WHAT THE TASK REQUIRES: Nothing but the lines from the one with "Subject = uniformed person with white belt" down to the one with "Subject = eyeglasses" should be returned, exactly and with both ends included, from the material below.

DATA PROVIDED:
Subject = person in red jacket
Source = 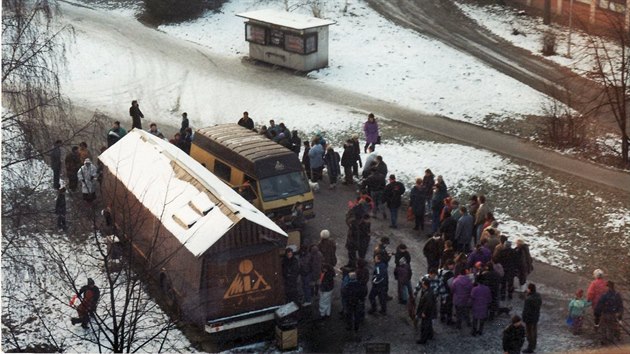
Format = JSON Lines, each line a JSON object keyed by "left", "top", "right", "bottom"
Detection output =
{"left": 587, "top": 268, "right": 608, "bottom": 328}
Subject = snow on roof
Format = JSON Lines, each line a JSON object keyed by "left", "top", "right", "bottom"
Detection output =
{"left": 99, "top": 130, "right": 286, "bottom": 258}
{"left": 237, "top": 9, "right": 335, "bottom": 30}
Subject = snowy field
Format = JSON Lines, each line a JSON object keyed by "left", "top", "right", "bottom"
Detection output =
{"left": 58, "top": 0, "right": 628, "bottom": 276}
{"left": 159, "top": 0, "right": 551, "bottom": 125}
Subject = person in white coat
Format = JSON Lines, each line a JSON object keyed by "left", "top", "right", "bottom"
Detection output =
{"left": 77, "top": 158, "right": 98, "bottom": 203}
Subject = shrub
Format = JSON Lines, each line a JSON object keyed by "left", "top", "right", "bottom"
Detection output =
{"left": 143, "top": 0, "right": 225, "bottom": 24}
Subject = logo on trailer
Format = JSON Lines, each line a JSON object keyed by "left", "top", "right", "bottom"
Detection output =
{"left": 274, "top": 161, "right": 285, "bottom": 171}
{"left": 223, "top": 259, "right": 271, "bottom": 299}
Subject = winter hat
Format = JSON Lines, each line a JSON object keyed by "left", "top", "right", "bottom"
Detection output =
{"left": 576, "top": 289, "right": 584, "bottom": 298}
{"left": 84, "top": 158, "right": 92, "bottom": 164}
{"left": 87, "top": 278, "right": 95, "bottom": 286}
{"left": 593, "top": 269, "right": 604, "bottom": 278}
{"left": 320, "top": 229, "right": 330, "bottom": 239}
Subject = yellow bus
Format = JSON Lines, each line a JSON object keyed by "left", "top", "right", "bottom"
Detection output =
{"left": 190, "top": 124, "right": 314, "bottom": 220}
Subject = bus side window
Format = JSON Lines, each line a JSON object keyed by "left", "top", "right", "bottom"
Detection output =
{"left": 214, "top": 160, "right": 231, "bottom": 182}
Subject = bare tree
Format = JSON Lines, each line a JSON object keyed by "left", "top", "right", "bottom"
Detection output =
{"left": 581, "top": 11, "right": 630, "bottom": 167}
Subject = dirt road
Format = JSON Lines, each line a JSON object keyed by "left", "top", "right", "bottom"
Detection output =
{"left": 366, "top": 0, "right": 619, "bottom": 129}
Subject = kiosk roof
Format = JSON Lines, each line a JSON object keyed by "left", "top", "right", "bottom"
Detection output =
{"left": 237, "top": 9, "right": 335, "bottom": 30}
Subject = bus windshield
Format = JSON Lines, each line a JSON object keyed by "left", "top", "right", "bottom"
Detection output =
{"left": 259, "top": 172, "right": 310, "bottom": 202}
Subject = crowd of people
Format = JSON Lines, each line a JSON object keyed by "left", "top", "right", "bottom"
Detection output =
{"left": 266, "top": 112, "right": 625, "bottom": 351}
{"left": 49, "top": 107, "right": 625, "bottom": 348}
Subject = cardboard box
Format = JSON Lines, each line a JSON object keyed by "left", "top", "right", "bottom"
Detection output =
{"left": 275, "top": 326, "right": 298, "bottom": 350}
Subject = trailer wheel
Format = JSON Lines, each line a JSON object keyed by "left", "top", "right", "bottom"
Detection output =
{"left": 159, "top": 273, "right": 176, "bottom": 307}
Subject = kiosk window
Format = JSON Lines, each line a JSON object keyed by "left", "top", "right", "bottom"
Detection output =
{"left": 270, "top": 29, "right": 284, "bottom": 47}
{"left": 246, "top": 24, "right": 267, "bottom": 45}
{"left": 214, "top": 160, "right": 232, "bottom": 182}
{"left": 284, "top": 33, "right": 318, "bottom": 54}
{"left": 304, "top": 34, "right": 317, "bottom": 54}
{"left": 284, "top": 34, "right": 304, "bottom": 53}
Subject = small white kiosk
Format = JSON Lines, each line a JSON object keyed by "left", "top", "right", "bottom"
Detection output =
{"left": 237, "top": 9, "right": 335, "bottom": 72}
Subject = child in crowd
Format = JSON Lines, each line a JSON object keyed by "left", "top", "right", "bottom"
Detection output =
{"left": 568, "top": 289, "right": 591, "bottom": 335}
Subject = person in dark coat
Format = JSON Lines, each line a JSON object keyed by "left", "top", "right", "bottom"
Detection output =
{"left": 455, "top": 206, "right": 474, "bottom": 253}
{"left": 416, "top": 278, "right": 437, "bottom": 344}
{"left": 595, "top": 281, "right": 624, "bottom": 345}
{"left": 515, "top": 239, "right": 534, "bottom": 292}
{"left": 382, "top": 174, "right": 405, "bottom": 228}
{"left": 503, "top": 315, "right": 526, "bottom": 354}
{"left": 345, "top": 218, "right": 360, "bottom": 268}
{"left": 439, "top": 209, "right": 457, "bottom": 243}
{"left": 340, "top": 139, "right": 356, "bottom": 185}
{"left": 409, "top": 178, "right": 427, "bottom": 231}
{"left": 324, "top": 146, "right": 341, "bottom": 189}
{"left": 318, "top": 229, "right": 337, "bottom": 268}
{"left": 301, "top": 141, "right": 311, "bottom": 180}
{"left": 55, "top": 187, "right": 67, "bottom": 231}
{"left": 480, "top": 262, "right": 502, "bottom": 319}
{"left": 423, "top": 234, "right": 443, "bottom": 273}
{"left": 430, "top": 175, "right": 448, "bottom": 234}
{"left": 350, "top": 135, "right": 362, "bottom": 177}
{"left": 290, "top": 130, "right": 301, "bottom": 155}
{"left": 361, "top": 169, "right": 386, "bottom": 219}
{"left": 521, "top": 283, "right": 542, "bottom": 353}
{"left": 180, "top": 127, "right": 193, "bottom": 155}
{"left": 319, "top": 264, "right": 335, "bottom": 318}
{"left": 71, "top": 278, "right": 100, "bottom": 329}
{"left": 178, "top": 112, "right": 189, "bottom": 135}
{"left": 237, "top": 111, "right": 254, "bottom": 130}
{"left": 422, "top": 169, "right": 435, "bottom": 213}
{"left": 494, "top": 240, "right": 518, "bottom": 301}
{"left": 342, "top": 272, "right": 367, "bottom": 331}
{"left": 65, "top": 146, "right": 81, "bottom": 192}
{"left": 50, "top": 140, "right": 63, "bottom": 189}
{"left": 282, "top": 247, "right": 300, "bottom": 303}
{"left": 438, "top": 260, "right": 455, "bottom": 325}
{"left": 440, "top": 240, "right": 456, "bottom": 268}
{"left": 357, "top": 214, "right": 371, "bottom": 260}
{"left": 368, "top": 254, "right": 388, "bottom": 315}
{"left": 129, "top": 100, "right": 144, "bottom": 129}
{"left": 470, "top": 281, "right": 492, "bottom": 336}
{"left": 394, "top": 244, "right": 412, "bottom": 304}
{"left": 107, "top": 121, "right": 127, "bottom": 147}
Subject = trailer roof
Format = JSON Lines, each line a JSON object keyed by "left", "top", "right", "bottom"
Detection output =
{"left": 237, "top": 9, "right": 335, "bottom": 30}
{"left": 99, "top": 130, "right": 287, "bottom": 257}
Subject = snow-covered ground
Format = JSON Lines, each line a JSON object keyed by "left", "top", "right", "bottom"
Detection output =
{"left": 58, "top": 0, "right": 628, "bottom": 277}
{"left": 455, "top": 1, "right": 622, "bottom": 83}
{"left": 159, "top": 0, "right": 551, "bottom": 125}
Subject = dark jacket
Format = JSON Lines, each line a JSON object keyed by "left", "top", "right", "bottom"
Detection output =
{"left": 439, "top": 216, "right": 457, "bottom": 242}
{"left": 320, "top": 268, "right": 335, "bottom": 292}
{"left": 595, "top": 290, "right": 624, "bottom": 316}
{"left": 409, "top": 184, "right": 427, "bottom": 213}
{"left": 423, "top": 236, "right": 443, "bottom": 264}
{"left": 78, "top": 284, "right": 100, "bottom": 313}
{"left": 363, "top": 172, "right": 385, "bottom": 193}
{"left": 383, "top": 181, "right": 405, "bottom": 209}
{"left": 324, "top": 150, "right": 341, "bottom": 178}
{"left": 416, "top": 287, "right": 437, "bottom": 319}
{"left": 516, "top": 244, "right": 534, "bottom": 277}
{"left": 282, "top": 256, "right": 299, "bottom": 286}
{"left": 394, "top": 262, "right": 412, "bottom": 283}
{"left": 318, "top": 238, "right": 337, "bottom": 267}
{"left": 502, "top": 323, "right": 525, "bottom": 353}
{"left": 290, "top": 134, "right": 301, "bottom": 155}
{"left": 55, "top": 193, "right": 66, "bottom": 216}
{"left": 454, "top": 213, "right": 474, "bottom": 245}
{"left": 341, "top": 143, "right": 355, "bottom": 167}
{"left": 394, "top": 249, "right": 411, "bottom": 267}
{"left": 522, "top": 291, "right": 542, "bottom": 324}
{"left": 237, "top": 117, "right": 254, "bottom": 130}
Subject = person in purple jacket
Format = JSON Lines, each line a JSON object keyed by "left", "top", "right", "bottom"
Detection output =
{"left": 470, "top": 279, "right": 492, "bottom": 336}
{"left": 451, "top": 268, "right": 473, "bottom": 329}
{"left": 363, "top": 113, "right": 379, "bottom": 153}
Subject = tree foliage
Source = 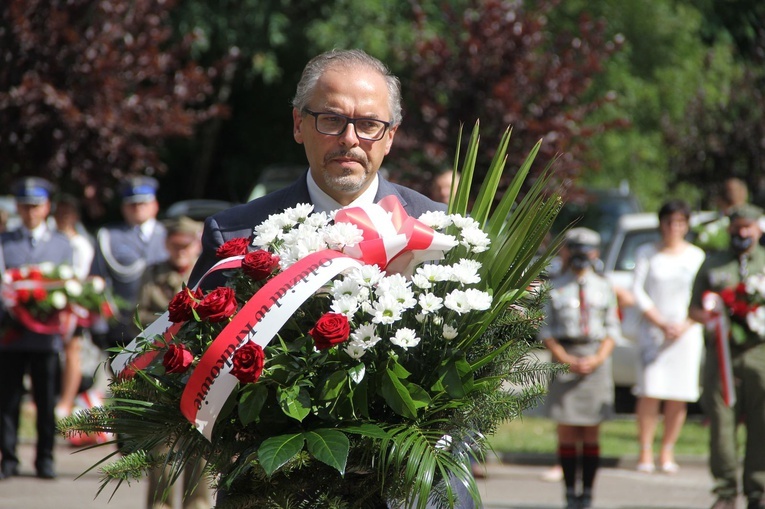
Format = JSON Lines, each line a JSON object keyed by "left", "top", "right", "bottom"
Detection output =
{"left": 390, "top": 0, "right": 624, "bottom": 197}
{"left": 0, "top": 0, "right": 224, "bottom": 219}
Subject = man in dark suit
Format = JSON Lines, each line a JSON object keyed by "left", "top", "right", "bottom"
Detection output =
{"left": 189, "top": 49, "right": 472, "bottom": 508}
{"left": 0, "top": 177, "right": 74, "bottom": 480}
{"left": 91, "top": 176, "right": 168, "bottom": 349}
{"left": 188, "top": 48, "right": 446, "bottom": 286}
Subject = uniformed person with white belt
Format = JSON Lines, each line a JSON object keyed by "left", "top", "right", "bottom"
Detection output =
{"left": 0, "top": 177, "right": 74, "bottom": 480}
{"left": 90, "top": 176, "right": 168, "bottom": 349}
{"left": 539, "top": 227, "right": 620, "bottom": 509}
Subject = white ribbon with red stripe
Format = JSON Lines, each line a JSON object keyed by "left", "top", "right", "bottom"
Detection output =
{"left": 703, "top": 292, "right": 736, "bottom": 407}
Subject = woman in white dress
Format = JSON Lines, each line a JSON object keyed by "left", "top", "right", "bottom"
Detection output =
{"left": 632, "top": 199, "right": 705, "bottom": 474}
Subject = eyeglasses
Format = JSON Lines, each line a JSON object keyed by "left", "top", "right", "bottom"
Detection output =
{"left": 303, "top": 108, "right": 391, "bottom": 141}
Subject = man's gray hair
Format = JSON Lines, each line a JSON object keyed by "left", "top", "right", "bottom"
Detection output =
{"left": 292, "top": 49, "right": 402, "bottom": 126}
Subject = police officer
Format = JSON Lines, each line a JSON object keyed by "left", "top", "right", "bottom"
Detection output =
{"left": 0, "top": 177, "right": 74, "bottom": 480}
{"left": 539, "top": 227, "right": 620, "bottom": 509}
{"left": 690, "top": 204, "right": 765, "bottom": 509}
{"left": 91, "top": 176, "right": 168, "bottom": 350}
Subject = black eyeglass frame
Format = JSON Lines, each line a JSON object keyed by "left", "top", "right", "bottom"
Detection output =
{"left": 302, "top": 108, "right": 392, "bottom": 141}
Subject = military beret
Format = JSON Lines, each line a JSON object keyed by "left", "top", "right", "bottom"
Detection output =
{"left": 565, "top": 227, "right": 601, "bottom": 249}
{"left": 11, "top": 177, "right": 55, "bottom": 205}
{"left": 163, "top": 215, "right": 202, "bottom": 237}
{"left": 119, "top": 176, "right": 159, "bottom": 203}
{"left": 728, "top": 203, "right": 763, "bottom": 223}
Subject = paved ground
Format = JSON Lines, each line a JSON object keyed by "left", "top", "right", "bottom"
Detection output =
{"left": 0, "top": 439, "right": 719, "bottom": 509}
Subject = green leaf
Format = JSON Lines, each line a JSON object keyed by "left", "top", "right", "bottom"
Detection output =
{"left": 319, "top": 370, "right": 347, "bottom": 400}
{"left": 277, "top": 385, "right": 311, "bottom": 422}
{"left": 304, "top": 429, "right": 349, "bottom": 474}
{"left": 348, "top": 362, "right": 366, "bottom": 384}
{"left": 238, "top": 383, "right": 268, "bottom": 426}
{"left": 341, "top": 423, "right": 389, "bottom": 439}
{"left": 257, "top": 433, "right": 304, "bottom": 476}
{"left": 380, "top": 368, "right": 418, "bottom": 419}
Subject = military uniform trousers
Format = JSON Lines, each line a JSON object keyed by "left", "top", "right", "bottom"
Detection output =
{"left": 701, "top": 341, "right": 765, "bottom": 500}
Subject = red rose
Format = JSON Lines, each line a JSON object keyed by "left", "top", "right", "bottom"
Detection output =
{"left": 196, "top": 287, "right": 238, "bottom": 322}
{"left": 168, "top": 286, "right": 202, "bottom": 323}
{"left": 309, "top": 312, "right": 351, "bottom": 350}
{"left": 216, "top": 238, "right": 250, "bottom": 259}
{"left": 17, "top": 289, "right": 31, "bottom": 303}
{"left": 32, "top": 287, "right": 47, "bottom": 301}
{"left": 28, "top": 268, "right": 43, "bottom": 281}
{"left": 163, "top": 343, "right": 194, "bottom": 374}
{"left": 230, "top": 341, "right": 265, "bottom": 384}
{"left": 242, "top": 250, "right": 279, "bottom": 280}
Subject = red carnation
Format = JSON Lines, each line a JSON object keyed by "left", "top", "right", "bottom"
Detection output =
{"left": 309, "top": 312, "right": 351, "bottom": 350}
{"left": 230, "top": 341, "right": 265, "bottom": 384}
{"left": 196, "top": 287, "right": 238, "bottom": 322}
{"left": 242, "top": 250, "right": 279, "bottom": 281}
{"left": 216, "top": 238, "right": 250, "bottom": 259}
{"left": 163, "top": 343, "right": 194, "bottom": 374}
{"left": 168, "top": 286, "right": 202, "bottom": 323}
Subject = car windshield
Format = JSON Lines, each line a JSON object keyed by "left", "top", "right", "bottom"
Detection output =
{"left": 614, "top": 228, "right": 660, "bottom": 271}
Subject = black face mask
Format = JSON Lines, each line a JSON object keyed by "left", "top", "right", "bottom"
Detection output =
{"left": 731, "top": 234, "right": 754, "bottom": 253}
{"left": 569, "top": 253, "right": 591, "bottom": 270}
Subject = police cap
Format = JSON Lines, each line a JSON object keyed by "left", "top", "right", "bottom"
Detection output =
{"left": 728, "top": 203, "right": 763, "bottom": 223}
{"left": 120, "top": 176, "right": 159, "bottom": 204}
{"left": 11, "top": 177, "right": 55, "bottom": 205}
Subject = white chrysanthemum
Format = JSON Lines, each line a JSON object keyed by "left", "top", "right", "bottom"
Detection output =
{"left": 51, "top": 291, "right": 68, "bottom": 310}
{"left": 349, "top": 264, "right": 385, "bottom": 288}
{"left": 331, "top": 278, "right": 362, "bottom": 299}
{"left": 390, "top": 327, "right": 420, "bottom": 349}
{"left": 252, "top": 222, "right": 282, "bottom": 247}
{"left": 415, "top": 263, "right": 452, "bottom": 285}
{"left": 370, "top": 294, "right": 404, "bottom": 325}
{"left": 465, "top": 288, "right": 492, "bottom": 311}
{"left": 444, "top": 289, "right": 471, "bottom": 314}
{"left": 331, "top": 295, "right": 360, "bottom": 317}
{"left": 377, "top": 274, "right": 416, "bottom": 308}
{"left": 18, "top": 266, "right": 30, "bottom": 278}
{"left": 745, "top": 274, "right": 765, "bottom": 300}
{"left": 305, "top": 212, "right": 330, "bottom": 229}
{"left": 65, "top": 279, "right": 83, "bottom": 297}
{"left": 747, "top": 307, "right": 765, "bottom": 337}
{"left": 286, "top": 203, "right": 314, "bottom": 222}
{"left": 460, "top": 226, "right": 491, "bottom": 252}
{"left": 271, "top": 211, "right": 297, "bottom": 231}
{"left": 411, "top": 274, "right": 433, "bottom": 289}
{"left": 90, "top": 276, "right": 106, "bottom": 293}
{"left": 344, "top": 340, "right": 367, "bottom": 360}
{"left": 38, "top": 262, "right": 55, "bottom": 275}
{"left": 58, "top": 265, "right": 75, "bottom": 280}
{"left": 418, "top": 293, "right": 443, "bottom": 314}
{"left": 450, "top": 214, "right": 481, "bottom": 230}
{"left": 325, "top": 222, "right": 364, "bottom": 250}
{"left": 350, "top": 323, "right": 381, "bottom": 347}
{"left": 450, "top": 259, "right": 482, "bottom": 285}
{"left": 442, "top": 324, "right": 458, "bottom": 340}
{"left": 415, "top": 313, "right": 426, "bottom": 323}
{"left": 432, "top": 315, "right": 444, "bottom": 326}
{"left": 418, "top": 210, "right": 453, "bottom": 230}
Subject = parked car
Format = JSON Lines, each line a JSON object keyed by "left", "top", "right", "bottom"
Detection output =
{"left": 601, "top": 211, "right": 716, "bottom": 406}
{"left": 0, "top": 195, "right": 21, "bottom": 232}
{"left": 163, "top": 199, "right": 238, "bottom": 222}
{"left": 247, "top": 164, "right": 306, "bottom": 202}
{"left": 552, "top": 185, "right": 642, "bottom": 250}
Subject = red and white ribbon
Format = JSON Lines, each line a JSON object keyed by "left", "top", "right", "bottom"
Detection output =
{"left": 703, "top": 292, "right": 736, "bottom": 407}
{"left": 335, "top": 195, "right": 456, "bottom": 275}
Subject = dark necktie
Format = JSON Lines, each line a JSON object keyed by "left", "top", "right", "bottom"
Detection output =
{"left": 739, "top": 255, "right": 749, "bottom": 281}
{"left": 578, "top": 279, "right": 589, "bottom": 337}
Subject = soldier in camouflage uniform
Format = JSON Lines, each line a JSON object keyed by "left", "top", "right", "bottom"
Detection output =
{"left": 690, "top": 204, "right": 765, "bottom": 509}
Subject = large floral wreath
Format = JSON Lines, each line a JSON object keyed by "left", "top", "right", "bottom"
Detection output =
{"left": 61, "top": 125, "right": 564, "bottom": 509}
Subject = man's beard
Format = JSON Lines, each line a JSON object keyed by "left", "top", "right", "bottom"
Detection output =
{"left": 321, "top": 150, "right": 371, "bottom": 193}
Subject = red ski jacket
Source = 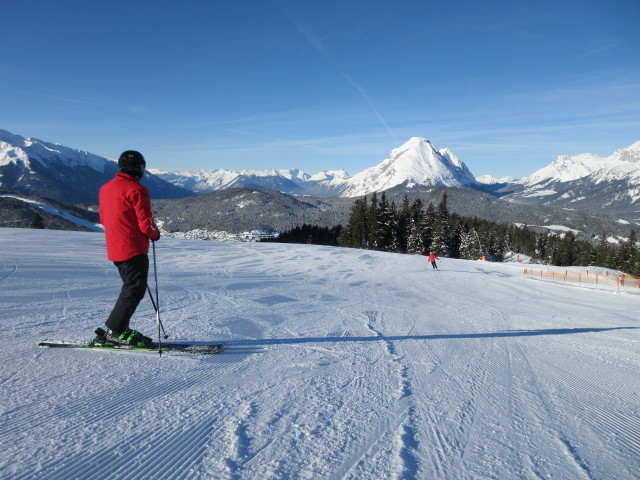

RESULT:
Subject = uniformed person with white belt
Format = JSON Lines, each line a JSON object keyed by "left", "top", "right", "bottom"
Detection output =
{"left": 0, "top": 177, "right": 74, "bottom": 480}
{"left": 90, "top": 176, "right": 168, "bottom": 349}
{"left": 539, "top": 227, "right": 620, "bottom": 509}
Subject = white ribbon with red stripe
Format = JSON Lines, each line a JSON object keyed by "left", "top", "right", "bottom"
Detection output =
{"left": 703, "top": 292, "right": 736, "bottom": 407}
Subject = woman in white dress
Format = JSON Lines, each line a JSON object keyed by "left", "top", "right", "bottom"
Detection output =
{"left": 632, "top": 199, "right": 705, "bottom": 474}
Subject = eyeglasses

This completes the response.